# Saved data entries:
• • • • • • •

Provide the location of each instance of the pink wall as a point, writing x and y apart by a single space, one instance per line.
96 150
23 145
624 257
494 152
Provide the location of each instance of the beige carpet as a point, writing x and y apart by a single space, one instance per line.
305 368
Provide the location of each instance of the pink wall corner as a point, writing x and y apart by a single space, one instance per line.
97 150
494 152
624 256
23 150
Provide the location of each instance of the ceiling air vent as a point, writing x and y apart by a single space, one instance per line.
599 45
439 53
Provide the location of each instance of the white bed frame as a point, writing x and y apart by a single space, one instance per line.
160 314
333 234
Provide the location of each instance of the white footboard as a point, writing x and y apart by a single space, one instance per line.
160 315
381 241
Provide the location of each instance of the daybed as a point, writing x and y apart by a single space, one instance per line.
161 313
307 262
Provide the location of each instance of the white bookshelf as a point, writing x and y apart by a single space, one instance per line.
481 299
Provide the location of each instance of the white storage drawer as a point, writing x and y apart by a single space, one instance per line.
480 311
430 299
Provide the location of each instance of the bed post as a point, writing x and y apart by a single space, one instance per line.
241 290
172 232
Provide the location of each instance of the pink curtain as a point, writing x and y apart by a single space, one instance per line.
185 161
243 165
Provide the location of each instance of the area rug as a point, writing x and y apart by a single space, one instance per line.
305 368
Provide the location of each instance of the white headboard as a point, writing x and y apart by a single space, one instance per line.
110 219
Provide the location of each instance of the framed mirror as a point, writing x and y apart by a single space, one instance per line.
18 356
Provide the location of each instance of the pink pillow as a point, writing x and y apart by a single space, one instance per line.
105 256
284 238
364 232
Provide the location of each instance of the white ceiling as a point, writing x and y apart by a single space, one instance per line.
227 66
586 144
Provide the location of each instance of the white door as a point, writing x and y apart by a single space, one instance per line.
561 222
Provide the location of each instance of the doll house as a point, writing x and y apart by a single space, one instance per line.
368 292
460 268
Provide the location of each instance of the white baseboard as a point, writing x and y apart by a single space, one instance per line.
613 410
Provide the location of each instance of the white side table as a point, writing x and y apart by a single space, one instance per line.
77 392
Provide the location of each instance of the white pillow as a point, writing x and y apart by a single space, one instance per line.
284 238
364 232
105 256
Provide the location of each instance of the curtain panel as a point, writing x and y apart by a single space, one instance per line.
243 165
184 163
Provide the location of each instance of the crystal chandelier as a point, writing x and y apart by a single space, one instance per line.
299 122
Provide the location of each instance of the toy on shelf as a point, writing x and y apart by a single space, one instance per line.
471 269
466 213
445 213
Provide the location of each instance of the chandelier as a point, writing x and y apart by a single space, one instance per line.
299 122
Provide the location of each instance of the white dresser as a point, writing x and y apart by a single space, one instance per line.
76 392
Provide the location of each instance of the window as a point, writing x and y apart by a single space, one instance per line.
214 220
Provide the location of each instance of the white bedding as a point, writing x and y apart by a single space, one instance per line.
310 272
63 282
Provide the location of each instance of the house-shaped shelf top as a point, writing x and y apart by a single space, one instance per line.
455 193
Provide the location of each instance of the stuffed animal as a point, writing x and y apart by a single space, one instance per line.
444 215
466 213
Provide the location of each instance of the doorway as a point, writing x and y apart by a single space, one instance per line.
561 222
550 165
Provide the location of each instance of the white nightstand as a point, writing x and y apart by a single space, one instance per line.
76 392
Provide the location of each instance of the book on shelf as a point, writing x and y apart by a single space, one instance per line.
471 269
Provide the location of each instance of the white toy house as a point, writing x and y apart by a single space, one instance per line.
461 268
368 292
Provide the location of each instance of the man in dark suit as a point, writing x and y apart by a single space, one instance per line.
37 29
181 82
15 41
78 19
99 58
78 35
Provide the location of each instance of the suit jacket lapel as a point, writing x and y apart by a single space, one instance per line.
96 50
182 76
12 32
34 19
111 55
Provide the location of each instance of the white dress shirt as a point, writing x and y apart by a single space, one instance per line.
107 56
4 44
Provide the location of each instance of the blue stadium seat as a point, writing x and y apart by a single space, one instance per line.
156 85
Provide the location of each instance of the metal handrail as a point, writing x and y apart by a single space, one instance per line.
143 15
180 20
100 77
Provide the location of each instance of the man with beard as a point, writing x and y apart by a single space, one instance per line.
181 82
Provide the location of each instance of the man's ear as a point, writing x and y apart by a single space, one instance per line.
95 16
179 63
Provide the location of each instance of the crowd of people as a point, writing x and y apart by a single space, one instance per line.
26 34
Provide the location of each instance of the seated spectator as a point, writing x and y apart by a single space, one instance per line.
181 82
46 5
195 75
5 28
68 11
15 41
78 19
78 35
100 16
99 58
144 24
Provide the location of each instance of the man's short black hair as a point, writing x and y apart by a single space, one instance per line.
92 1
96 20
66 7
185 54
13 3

• • • • • • •

# WHAT NEEDS TO BE DONE:
Every record must appear in the answer exactly as it appears above.

# TASK RESPONSE:
Provide the location of each instance of the pink wall as a point, writing x and y apart by a single space, one instance per line.
96 150
23 145
624 257
494 152
Provide the location of each instance of the beige carpet as a point, writing x and y apart by a single space, one instance per line.
305 368
Provide the location of each instance of the pink wall corner as a point, writing x and y apart by a single space, one instance per line.
97 150
494 152
624 256
23 150
Provide the location of each instance of the ceiling air vent as a point, writing x and y apart by a single space, one instance per line.
599 45
439 53
Provide the location of each instance of the white bed frame as a point, writing x and y apart by a single space, one instance per line.
160 314
333 234
Provide the location of each instance of the white footboard as a point, writing x and y apart by a single space, one instance per line.
160 315
381 241
Provide the location of each instance of the daybed as a point, writing x and y apart by a single space, one instance per line.
161 313
307 262
Provide the location of each instance of the white bookshelf as a point, writing x and y apart by a single space, one instance per line.
481 299
Provide the location of each instance of the white storage drawer as a point, writing x and y apart by a single space, one instance per line.
480 311
430 299
Provide the location of each instance of the bed post as a point, writing x and y apart by a single space, one instance per line.
241 290
172 232
Provide the location of each instance of the pink curtain as a point, writing x and y apart by a single space, one instance per line.
185 161
243 165
Provide the location of each instance of the area rug as a point, writing x and y apart by a single space, one instance per line.
305 368
Provide the location of each instance of the white headboard as a point, writing x and y apart by a single space, one instance per line.
110 219
Provide the location of each instance of the framed mirror as a point, writing x and y apart by a single space, one instance per line.
18 356
Provide the location of each instance of the pink pillow as a point, writing x and y apart by a single space, one instance per line.
105 256
284 238
364 232
Provide the location of each instance of the white ceiling as a point, writing x and y apart by a single space, one instance per line.
227 66
586 144
Provide the location of each instance of the white door as a point, writing x and y apart by a single space, one instance per line.
561 222
Provide the location of each instance of the doll house as a point, writing x and y apart by a single space, one instance per line.
368 292
460 268
Provide the location of each instance of the white baseboard as a point, writing x and y apart by a single space, one instance per line.
613 410
Provide the location of each instance of the white side table as a point, writing x and y apart by a single space, one instance per line.
77 392
Provide the location of each instance of the white pillow as a point, writing x and y apart by a single space, one instance per line.
284 238
364 232
105 256
Provide the location of each instance of the curtain panel as a point, writing x and y apart by a single space, one instance per line.
243 165
184 163
Provide the location of each instance of the crystal chandelier as a point, writing x and y apart by a single space, one instance per line.
299 122
Provide the location of each instance of the toy on shelf as a point, writing x and y apart by a single space, one instance per line.
471 269
466 213
445 213
Provide the location of each instance of the chandelier as a point, writing x and y apart by a single space, one instance per line.
299 122
Provide the location of each instance of the white dresser as a point, writing x and y apart by a single space, one instance per line.
76 392
Provide the location of each instance of the window as a point, writing x and y apart by a single space, one instance per line.
214 220
Provide the location of each instance of the white bedding as a point, writing x and y apart by a single space, one instance per line.
310 272
63 282
Provide the location of each instance of the house-shaped shelf top as a point, writing x and y apart by a single space, one instance per line.
455 193
Provide the location of each instance of the stuffed animal as a point, writing x and y apart by a single space, one instance per line.
444 215
466 213
Provide the location of each instance of the doorway as a point, writing x and y apart by a single space, one instance per line.
561 222
550 165
Provide the location of each instance of the white nightstand as a point, writing x and y apart by a single space, one instance per line.
76 392
Provide the location of each instance of the book on shelf as a point, writing x and y apart by a single space, one instance per line.
471 269
Provide the location of each instance of the white toy house as a point, writing x and y apart by a single space, one instance per line.
461 268
368 292
Provide the location of each instance of the man in dark suit as a point, writing x and y apart by a single space, one instance per line.
37 29
181 82
15 41
78 19
99 58
78 35
Provide the location of each instance of the suit jacket lapel as a point, writing x and y apart by a single space, one instance per line.
96 50
182 76
12 32
34 19
111 55
Provide the location of each instance of the white dress shirt as a point, writing x and y apart by a single space, one instance per line.
107 56
4 44
Provide the location of each instance of the blue stadium seat as a point, writing x and y apart by a single space, one instance per line.
156 85
Provide the location of each instance of the metal handrail as a point, writing x and y apart by a single space, one instance per line.
143 15
180 20
100 77
Provide the location of each instance of the man with beard as a point, writing x and y apart by a single space, one instance per line.
181 82
Provide the location of each instance of the man's ear as a point, writing x and y apart by a single space, one instance per line.
95 16
179 63
Provide the location of each instance of the crowd of people as a point, writing x and y apart by a single space, one instance per line.
26 34
Provide the location of each instance of the seated spectator as a point, writing x and y apart by a single space, one instance per line.
181 82
46 5
195 75
5 28
68 11
15 41
78 19
78 35
100 16
99 58
144 24
Provide the location of each instance of the man's short black hair as a point, writing x and y apart by a single space, one instance per line.
92 1
96 20
66 7
185 54
13 3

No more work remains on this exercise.